### Task prompt
Your task is to copy every record exactly.

═════ Record extracts

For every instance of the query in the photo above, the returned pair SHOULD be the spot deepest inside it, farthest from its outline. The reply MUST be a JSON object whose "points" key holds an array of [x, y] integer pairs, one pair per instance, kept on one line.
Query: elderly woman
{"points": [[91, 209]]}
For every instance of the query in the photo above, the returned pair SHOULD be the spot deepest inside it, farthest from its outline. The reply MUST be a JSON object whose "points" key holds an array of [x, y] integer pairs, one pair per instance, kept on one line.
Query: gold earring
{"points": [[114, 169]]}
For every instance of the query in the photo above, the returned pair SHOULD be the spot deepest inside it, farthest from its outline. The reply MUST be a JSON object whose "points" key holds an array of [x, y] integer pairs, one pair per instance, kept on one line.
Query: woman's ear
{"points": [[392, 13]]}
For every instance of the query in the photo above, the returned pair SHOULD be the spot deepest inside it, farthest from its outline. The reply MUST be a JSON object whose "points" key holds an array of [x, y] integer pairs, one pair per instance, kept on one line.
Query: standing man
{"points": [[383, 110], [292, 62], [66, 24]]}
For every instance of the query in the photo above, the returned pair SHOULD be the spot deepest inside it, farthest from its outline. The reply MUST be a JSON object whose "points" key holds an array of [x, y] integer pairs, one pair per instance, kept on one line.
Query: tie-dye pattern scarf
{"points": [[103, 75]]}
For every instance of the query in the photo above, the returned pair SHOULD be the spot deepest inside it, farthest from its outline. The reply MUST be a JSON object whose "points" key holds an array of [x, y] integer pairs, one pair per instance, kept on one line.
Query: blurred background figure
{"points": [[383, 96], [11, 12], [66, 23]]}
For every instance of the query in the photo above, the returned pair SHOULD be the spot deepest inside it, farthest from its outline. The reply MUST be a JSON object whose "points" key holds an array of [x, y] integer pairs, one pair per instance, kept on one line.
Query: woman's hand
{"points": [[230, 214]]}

══════════

### Completed task
For every instance of the query in the photo above, the returned pair SHOULD be the spot deepest inside it, farthest from its outline. The reply MUST be a JSON object whose "points" key holds an array of [x, y] integer pairs, one pair per instance, kept on one line.
Query: elderly woman
{"points": [[91, 209]]}
For every instance of the query in the photo above, the returned pair SHOULD be the spot deepest inside it, farthest from its outline. The reply MUST be a JSON object whose "points" key holds an array of [x, y] integer pairs, one pair per instance, kept on one line.
Query: gold earring
{"points": [[114, 169]]}
For every instance of the query in the photo above, the returned pair SHOULD be the spot deepest inside it, farthest from its outline. The reply MUST be a JSON object whose "points" key holds an array of [x, y] integer pairs, one pair per instance, kept on one line.
Query: woman's ear
{"points": [[392, 13]]}
For every instance of the query in the photo above, the returned pair SHOULD be the spot deepest inside it, farthest from its outline. The reply MUST be a JSON object whose "points" key holds an array of [x, y] integer pairs, one pair per instance, kept on one line.
Query: standing man
{"points": [[383, 110], [292, 62], [66, 24]]}
For every instance of the query in the photo above, the returned pair SHOULD be the spot deepest inside it, farthest from its outline. The reply MUST be a JSON object whose "points" key holds an array of [x, y] integer pairs, one pair per instance, kept on one line.
Query: tie-dye pattern scarf
{"points": [[103, 75]]}
For every instance of the query in the photo above, the returned pair SHOULD be the spot deepest inside it, farthest from its outline. The reply MUST be a JSON object whose "points" key holds an array of [x, y] integer pairs, one pair per instance, kept on one line.
Query: blurred background figure
{"points": [[383, 96], [11, 12], [66, 23]]}
For every instance of the query in the photo above, the returned pair SHOULD be the spot deepest inside it, farthest from its outline. The reply MUST be a JSON object whose "points" key holds an array of [x, y] integer pairs, one pair per instance, kept on one line.
Query: woman's hand
{"points": [[230, 214]]}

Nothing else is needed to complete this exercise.